» **TEXT SECTION**:
Friday, July 8, 2016

Cash for Carbon: A Randomized Controlled Trial of Payments for Ecosystem Services to Reduce Deforestation

This paper evaluates a Payments for Ecosystem Services (PES) program in western Uganda that offered forest-owning households cash payments if they conserved their forest. The program was implemented as a randomized trial in 121 villages, 60 of which received the program for two years. The PES program reduced deforestation and forest degradation: Tree cover, measured using high-resolution satellite imagery, declined by 2% to 5% in treatment villages compared to 7% to 10% in control villages during the study period. We find no evidence of shifting of tree-cutting to nearby land. We then use the estimated effect size and the "social cost of carbon" to value the delayed carbon dioxide emissions, and compare this benefit to the program's cost. 
Addressing deforestation in developing countries is, thus, a key pillar of international climate policy. REDD+ (Reducing Emissions from Deforestation and Forest Degradation) is a United Nations mechanism through which developing countries are rewarded financially for preservation of forestland; annually, about $500 million dollars flow to developing countries (Silva-Ch´avez, Schaap, and Breitfeller, 2015). The Paris Agreement negotiated in 2015 bolstered the role of REDD+ in climate policy (United Nations FCCC, 2015).
Over the two-year pilot program from 2011 to 2013, for each hectare of forest they owned, enrollees received 70,000 Ugandan shillings (UGX), or $28 in 2012 US dollars, per year if they complied with the contract. The implementing NGO employed forest monitors who conducted spot checks of enrollees’ land to check for recent tree-clearing. The program also offered additional payments in exchange for planting tree seedlings.

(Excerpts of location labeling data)
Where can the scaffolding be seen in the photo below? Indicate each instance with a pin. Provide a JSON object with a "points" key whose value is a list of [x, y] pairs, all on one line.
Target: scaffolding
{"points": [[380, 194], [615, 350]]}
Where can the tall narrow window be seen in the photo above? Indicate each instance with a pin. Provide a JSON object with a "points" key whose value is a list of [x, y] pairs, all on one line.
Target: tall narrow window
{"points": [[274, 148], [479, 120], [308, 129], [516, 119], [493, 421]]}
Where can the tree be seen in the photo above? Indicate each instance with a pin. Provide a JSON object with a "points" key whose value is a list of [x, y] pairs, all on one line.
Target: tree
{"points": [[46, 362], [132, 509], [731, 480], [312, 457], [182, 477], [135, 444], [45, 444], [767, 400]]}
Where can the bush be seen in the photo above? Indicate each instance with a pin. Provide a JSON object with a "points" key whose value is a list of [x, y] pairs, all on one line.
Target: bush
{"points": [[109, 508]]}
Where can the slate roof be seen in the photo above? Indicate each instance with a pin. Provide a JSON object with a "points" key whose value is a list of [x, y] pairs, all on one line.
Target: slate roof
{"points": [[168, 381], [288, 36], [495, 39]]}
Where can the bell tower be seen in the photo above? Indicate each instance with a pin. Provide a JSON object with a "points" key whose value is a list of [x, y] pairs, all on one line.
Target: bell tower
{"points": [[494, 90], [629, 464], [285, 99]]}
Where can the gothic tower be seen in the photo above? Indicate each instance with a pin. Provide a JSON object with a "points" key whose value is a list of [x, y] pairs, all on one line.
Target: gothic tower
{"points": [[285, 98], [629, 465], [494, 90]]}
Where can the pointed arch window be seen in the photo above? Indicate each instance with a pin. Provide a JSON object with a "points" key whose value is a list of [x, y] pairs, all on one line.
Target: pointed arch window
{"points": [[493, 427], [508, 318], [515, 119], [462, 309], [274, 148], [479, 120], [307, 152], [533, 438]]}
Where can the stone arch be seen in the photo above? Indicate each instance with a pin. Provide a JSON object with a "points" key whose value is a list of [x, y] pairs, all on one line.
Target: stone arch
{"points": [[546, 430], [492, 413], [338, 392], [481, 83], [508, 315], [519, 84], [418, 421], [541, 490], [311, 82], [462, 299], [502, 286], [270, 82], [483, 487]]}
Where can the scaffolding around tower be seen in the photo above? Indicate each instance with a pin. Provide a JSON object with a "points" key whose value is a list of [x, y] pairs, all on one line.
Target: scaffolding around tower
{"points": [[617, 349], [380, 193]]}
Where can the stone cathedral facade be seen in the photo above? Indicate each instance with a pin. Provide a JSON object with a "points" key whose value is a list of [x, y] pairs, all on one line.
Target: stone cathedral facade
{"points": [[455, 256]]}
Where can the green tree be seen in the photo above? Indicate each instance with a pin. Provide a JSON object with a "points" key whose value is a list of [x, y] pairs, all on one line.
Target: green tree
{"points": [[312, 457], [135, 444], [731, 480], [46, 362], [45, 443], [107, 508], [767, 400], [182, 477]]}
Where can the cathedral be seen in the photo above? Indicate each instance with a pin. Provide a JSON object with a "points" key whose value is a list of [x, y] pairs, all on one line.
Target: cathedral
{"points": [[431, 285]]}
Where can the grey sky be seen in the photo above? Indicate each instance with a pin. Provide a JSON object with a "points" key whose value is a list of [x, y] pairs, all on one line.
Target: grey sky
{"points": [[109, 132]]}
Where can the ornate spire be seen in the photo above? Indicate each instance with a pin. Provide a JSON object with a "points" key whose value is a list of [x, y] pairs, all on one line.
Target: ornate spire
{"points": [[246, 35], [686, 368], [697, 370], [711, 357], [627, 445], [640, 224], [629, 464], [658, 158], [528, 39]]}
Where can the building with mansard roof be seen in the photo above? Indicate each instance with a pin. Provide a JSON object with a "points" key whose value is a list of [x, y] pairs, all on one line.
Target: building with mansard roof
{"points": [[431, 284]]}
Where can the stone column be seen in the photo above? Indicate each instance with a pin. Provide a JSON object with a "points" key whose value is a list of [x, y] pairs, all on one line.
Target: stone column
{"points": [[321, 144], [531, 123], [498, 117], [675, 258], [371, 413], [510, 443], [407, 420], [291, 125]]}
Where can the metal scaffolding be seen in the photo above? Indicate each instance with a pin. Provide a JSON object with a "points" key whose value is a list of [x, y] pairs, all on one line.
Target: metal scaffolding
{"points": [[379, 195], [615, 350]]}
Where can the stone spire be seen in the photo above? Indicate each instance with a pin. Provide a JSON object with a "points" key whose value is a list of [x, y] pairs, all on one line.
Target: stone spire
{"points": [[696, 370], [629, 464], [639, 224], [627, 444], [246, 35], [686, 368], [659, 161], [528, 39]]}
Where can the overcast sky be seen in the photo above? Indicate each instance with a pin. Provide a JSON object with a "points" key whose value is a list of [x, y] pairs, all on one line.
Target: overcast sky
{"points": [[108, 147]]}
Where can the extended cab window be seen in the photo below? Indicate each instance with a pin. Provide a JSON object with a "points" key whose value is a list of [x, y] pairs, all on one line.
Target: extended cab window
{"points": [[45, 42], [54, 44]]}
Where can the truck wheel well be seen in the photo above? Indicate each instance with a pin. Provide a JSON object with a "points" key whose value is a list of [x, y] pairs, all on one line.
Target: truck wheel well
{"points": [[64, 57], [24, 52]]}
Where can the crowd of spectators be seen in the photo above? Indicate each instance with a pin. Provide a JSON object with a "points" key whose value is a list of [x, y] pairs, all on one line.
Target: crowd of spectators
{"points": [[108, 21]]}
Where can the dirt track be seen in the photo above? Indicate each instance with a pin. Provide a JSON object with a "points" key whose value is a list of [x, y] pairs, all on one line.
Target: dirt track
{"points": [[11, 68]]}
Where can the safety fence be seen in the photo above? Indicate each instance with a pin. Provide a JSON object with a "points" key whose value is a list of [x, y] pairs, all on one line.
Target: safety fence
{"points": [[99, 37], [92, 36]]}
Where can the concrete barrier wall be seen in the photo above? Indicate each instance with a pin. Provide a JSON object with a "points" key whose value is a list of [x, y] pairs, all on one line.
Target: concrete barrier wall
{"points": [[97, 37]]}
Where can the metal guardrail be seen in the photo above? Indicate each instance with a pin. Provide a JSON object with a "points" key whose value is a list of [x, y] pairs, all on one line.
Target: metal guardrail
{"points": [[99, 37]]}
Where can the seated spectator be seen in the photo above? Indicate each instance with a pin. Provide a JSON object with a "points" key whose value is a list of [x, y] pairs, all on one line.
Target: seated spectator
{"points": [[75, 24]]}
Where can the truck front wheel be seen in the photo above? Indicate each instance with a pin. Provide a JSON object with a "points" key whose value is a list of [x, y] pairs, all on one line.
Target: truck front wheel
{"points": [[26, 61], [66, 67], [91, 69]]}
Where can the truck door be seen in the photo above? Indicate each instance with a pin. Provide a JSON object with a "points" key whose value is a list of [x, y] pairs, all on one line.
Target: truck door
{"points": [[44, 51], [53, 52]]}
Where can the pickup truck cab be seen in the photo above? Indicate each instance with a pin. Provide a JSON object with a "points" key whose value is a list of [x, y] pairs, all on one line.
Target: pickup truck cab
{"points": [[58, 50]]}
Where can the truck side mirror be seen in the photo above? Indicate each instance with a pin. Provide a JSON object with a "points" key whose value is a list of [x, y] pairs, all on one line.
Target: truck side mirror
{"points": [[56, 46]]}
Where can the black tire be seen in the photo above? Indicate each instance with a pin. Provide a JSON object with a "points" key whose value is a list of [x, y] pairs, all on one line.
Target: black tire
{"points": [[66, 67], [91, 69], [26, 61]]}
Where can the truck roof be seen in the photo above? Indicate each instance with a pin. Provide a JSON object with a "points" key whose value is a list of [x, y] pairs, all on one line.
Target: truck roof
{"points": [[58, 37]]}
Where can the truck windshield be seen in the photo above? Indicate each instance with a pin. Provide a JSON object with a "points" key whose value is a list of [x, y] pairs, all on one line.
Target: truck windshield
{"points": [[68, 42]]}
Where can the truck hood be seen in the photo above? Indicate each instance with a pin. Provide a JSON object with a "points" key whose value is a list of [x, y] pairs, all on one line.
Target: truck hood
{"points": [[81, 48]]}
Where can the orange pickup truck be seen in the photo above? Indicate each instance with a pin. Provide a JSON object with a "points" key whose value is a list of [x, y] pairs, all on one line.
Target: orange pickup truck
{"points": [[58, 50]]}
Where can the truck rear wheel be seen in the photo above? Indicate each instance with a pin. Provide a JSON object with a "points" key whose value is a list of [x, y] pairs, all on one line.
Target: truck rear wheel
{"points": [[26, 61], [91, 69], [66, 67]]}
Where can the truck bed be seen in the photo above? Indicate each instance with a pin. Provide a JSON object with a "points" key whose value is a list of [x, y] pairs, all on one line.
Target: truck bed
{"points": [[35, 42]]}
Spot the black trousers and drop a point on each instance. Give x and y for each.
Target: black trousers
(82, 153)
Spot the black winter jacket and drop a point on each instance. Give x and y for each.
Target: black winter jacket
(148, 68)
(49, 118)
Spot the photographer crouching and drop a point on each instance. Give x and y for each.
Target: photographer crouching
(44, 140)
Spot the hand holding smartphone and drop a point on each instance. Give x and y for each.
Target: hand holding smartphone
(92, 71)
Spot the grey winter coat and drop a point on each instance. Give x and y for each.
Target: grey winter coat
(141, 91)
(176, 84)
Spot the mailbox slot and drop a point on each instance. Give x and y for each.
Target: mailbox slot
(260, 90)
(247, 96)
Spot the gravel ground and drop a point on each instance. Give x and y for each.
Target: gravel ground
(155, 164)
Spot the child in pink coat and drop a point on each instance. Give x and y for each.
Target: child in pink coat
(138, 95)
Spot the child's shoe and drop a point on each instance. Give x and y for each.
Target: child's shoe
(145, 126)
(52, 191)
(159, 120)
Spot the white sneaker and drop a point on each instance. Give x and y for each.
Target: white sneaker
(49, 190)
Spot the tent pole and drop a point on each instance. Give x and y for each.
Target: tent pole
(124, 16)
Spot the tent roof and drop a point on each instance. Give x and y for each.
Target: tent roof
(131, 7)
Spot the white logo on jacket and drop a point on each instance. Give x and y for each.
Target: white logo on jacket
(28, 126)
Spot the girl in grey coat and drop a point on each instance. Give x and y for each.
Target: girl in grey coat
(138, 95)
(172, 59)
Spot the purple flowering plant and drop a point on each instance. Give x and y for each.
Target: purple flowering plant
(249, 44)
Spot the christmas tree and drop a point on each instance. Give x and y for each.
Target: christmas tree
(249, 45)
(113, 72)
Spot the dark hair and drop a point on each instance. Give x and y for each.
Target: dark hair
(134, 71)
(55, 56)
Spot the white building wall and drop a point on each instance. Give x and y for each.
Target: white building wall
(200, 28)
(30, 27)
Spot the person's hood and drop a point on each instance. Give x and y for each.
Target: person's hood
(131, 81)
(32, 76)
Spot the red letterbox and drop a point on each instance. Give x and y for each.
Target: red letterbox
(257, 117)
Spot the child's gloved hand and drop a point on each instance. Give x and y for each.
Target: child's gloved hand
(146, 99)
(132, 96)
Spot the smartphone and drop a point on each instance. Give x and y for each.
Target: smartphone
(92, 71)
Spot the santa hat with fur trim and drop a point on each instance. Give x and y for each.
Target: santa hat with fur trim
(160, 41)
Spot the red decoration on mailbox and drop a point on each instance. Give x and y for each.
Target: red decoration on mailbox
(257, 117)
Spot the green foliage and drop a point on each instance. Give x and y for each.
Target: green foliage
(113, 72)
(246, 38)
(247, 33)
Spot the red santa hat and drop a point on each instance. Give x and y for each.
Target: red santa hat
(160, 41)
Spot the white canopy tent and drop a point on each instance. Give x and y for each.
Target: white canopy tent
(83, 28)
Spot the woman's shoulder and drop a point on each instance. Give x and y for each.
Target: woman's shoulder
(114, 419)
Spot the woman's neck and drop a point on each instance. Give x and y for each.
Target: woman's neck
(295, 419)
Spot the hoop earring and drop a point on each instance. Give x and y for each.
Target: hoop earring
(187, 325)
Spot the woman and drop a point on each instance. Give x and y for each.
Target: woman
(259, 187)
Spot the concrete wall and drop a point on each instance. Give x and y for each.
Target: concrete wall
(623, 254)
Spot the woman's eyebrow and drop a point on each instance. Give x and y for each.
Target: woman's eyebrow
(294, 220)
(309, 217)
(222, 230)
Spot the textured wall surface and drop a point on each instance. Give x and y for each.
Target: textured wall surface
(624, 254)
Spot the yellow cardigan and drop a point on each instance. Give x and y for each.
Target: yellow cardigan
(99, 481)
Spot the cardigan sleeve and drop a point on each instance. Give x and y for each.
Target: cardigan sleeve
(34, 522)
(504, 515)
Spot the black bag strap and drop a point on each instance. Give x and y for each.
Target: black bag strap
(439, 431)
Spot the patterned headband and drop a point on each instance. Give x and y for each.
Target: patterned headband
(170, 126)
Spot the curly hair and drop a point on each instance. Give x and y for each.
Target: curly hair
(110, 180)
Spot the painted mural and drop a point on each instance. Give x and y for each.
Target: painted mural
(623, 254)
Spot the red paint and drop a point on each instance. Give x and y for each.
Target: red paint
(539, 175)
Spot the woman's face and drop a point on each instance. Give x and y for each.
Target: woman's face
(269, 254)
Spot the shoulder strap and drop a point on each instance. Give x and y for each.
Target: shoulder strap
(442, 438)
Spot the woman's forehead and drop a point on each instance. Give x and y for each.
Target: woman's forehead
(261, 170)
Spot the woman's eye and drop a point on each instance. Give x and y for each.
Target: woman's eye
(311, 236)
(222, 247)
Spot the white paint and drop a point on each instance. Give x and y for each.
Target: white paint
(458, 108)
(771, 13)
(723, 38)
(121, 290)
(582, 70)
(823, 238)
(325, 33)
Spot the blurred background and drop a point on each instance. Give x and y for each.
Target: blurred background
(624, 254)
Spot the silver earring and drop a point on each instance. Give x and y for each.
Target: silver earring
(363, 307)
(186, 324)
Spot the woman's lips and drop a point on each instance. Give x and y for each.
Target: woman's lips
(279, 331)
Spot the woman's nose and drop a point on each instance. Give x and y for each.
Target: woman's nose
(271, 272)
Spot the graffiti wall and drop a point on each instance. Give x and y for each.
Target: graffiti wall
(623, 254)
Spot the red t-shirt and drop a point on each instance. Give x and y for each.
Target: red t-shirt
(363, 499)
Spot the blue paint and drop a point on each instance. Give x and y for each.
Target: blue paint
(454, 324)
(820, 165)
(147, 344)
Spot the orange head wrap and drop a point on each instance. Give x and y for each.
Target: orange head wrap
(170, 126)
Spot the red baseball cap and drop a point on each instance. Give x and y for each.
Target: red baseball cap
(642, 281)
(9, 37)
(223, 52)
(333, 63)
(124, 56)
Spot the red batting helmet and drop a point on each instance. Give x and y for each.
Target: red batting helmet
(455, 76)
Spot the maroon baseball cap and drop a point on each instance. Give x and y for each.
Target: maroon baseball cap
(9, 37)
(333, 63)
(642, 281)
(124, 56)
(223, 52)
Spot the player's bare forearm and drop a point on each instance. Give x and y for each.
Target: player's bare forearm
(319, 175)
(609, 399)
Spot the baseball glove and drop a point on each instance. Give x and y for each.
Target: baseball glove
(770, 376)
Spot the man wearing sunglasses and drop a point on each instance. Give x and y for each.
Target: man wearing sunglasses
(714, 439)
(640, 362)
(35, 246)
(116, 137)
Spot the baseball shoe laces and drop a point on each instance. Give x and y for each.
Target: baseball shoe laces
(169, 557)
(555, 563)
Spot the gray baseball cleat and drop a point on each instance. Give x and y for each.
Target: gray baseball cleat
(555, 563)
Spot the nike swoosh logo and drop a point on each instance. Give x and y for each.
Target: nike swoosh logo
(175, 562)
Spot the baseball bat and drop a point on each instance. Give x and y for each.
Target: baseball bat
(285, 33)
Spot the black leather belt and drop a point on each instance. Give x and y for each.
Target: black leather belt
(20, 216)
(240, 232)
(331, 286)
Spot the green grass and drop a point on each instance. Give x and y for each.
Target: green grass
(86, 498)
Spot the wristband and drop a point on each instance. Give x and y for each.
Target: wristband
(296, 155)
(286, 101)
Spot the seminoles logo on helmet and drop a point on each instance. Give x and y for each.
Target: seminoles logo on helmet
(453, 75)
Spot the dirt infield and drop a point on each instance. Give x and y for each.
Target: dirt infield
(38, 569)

» **WHAT YOU SHOULD DO**: List every distinct calendar year mentioned in the cash-for-carbon text above, in the order each first appears.

» **EXPECTED OUTPUT**: 2016, 2015, 2011, 2013, 2012